§ **Your goal**
Restate the data below word for word, and let no image into your version.

§ **Exercise material**
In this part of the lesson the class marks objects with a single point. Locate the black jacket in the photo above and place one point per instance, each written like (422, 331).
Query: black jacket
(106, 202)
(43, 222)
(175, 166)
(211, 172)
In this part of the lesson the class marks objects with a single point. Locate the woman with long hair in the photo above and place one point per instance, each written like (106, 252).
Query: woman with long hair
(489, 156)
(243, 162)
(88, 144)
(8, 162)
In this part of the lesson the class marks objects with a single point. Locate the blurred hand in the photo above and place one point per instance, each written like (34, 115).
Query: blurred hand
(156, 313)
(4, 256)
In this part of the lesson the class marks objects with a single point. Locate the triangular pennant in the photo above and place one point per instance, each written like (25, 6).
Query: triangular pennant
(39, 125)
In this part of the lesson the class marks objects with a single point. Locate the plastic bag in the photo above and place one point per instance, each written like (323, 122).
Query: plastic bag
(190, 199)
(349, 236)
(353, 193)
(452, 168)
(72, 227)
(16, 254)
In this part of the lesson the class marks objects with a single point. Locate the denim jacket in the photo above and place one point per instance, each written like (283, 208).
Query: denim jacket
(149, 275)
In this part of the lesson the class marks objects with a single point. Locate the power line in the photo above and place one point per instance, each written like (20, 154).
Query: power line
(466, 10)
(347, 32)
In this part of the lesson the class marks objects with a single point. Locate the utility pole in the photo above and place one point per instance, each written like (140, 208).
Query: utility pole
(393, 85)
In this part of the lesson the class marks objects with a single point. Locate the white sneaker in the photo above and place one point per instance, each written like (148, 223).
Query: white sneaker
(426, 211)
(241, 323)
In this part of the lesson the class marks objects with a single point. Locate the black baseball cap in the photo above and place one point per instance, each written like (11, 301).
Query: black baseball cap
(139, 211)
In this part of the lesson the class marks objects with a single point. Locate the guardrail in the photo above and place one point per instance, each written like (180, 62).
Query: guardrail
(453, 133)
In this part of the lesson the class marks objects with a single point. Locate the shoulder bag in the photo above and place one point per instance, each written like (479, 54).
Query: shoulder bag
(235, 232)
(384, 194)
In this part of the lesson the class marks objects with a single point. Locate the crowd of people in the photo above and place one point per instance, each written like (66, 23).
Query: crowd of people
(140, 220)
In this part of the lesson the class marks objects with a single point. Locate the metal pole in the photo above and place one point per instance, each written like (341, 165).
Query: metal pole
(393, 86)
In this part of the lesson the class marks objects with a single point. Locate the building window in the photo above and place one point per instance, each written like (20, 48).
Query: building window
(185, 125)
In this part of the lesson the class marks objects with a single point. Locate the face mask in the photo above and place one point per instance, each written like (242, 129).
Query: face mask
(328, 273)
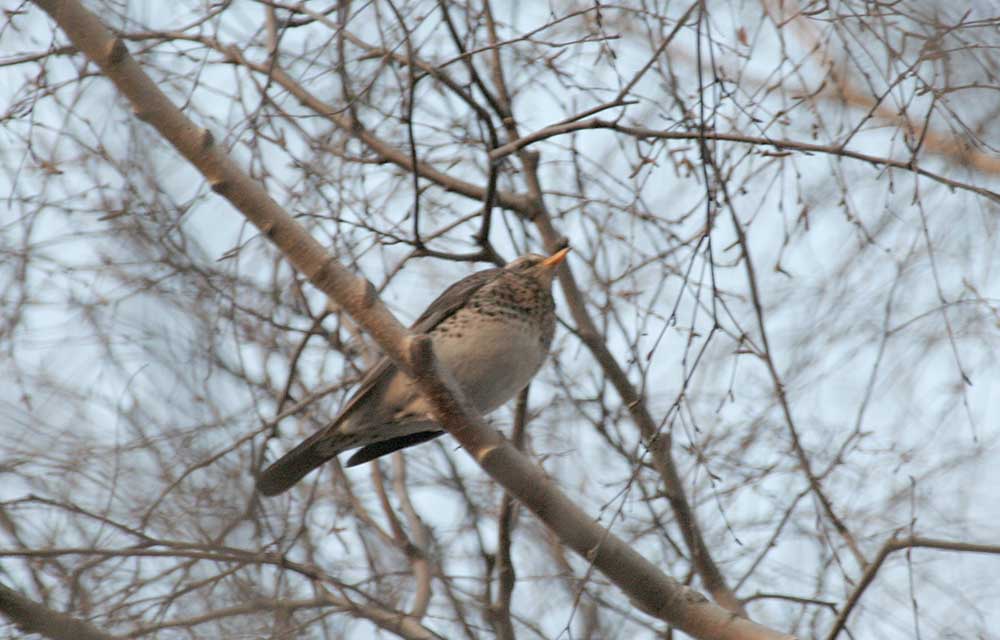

§ **Answer section**
In this part of the lesson the class marks objects with a single point. Locate the black jacket in the photo above and place one point per instance, each written like (422, 331).
Query: black jacket
(106, 202)
(43, 222)
(175, 166)
(211, 172)
In this part of the lesson the class marks objects with a single point. Locate the woman with long hair in the photo above and place one point per instance, each written like (106, 252).
Query: woman with long hair
(489, 156)
(243, 162)
(88, 144)
(8, 162)
In this part of the lesson the class marks objects with a single point. Locate the blurred hand in the photo above and place one point per instance, each written like (34, 115).
Query: blurred hand
(156, 313)
(4, 256)
In this part of the lesson the class marks objects with a single point. Locate the triangular pennant in the photo above and place one point per instance, each written like (25, 6).
Query: triangular pennant
(39, 125)
In this part of the lesson the class marks objects with a single point. Locate the plastic bag in the photo above and place one point per instance, each written like (323, 122).
Query: plastic bag
(190, 199)
(349, 236)
(353, 193)
(452, 168)
(72, 227)
(16, 254)
In this part of the lesson the class marks objects with a single point. Locate the denim jacket in the photo above and place one point per instance, each written like (283, 208).
Query: denim jacket
(149, 275)
In this part of the lesson the class marks objects with a single point. Locate the power line in the photo above and place one point per instance, each written like (20, 154).
Query: power line
(466, 10)
(347, 32)
In this part of the lesson the class marks objects with a single point. Locate the utility pole in the photo above and place one point per instance, each written like (140, 208).
Query: utility pole
(393, 85)
In this part of the lesson the class marks objects with a single point. Locate the white sneaker in the photo above and place one point per instance, each written like (148, 223).
Query: white sneaker
(426, 211)
(241, 323)
In this part of the lesson the class marks objects with a single point. Locate the black baseball cap in the photo above and place one point per instance, each written like (11, 301).
Query: black baseball cap
(139, 211)
In this part of the lesson the class marks objects with a single point. Locate the guardrail in the photo above and place one point per instance, each written like (180, 62).
Query: guardrail
(453, 133)
In this part of the lesson the class marks objects with a single point. Locate the shoulder bag in the photo above and place one point per instance, each written like (479, 54).
Query: shoulder bag
(235, 232)
(384, 194)
In this part of the lesson the class marks objects with a single point. Locate the crowd of people in the photo above and place one point per instance, each written like (66, 23).
Query: crowd of people
(140, 220)
In this part of the lesson the class marks objects with a single point. Locate the metal pole in the photo above and place one point per instance, each written like (341, 165).
Query: metal pole
(393, 86)
In this part of the lesson the class marks objects with a single point. Locate the building window in the photo above and place one point per instance, each written like (20, 48).
Query: building window
(185, 125)
In this part of the lesson the class marks objects with a single point. Locate the face mask in the photo above and place one point per instance, each written like (242, 129).
Query: face mask
(328, 273)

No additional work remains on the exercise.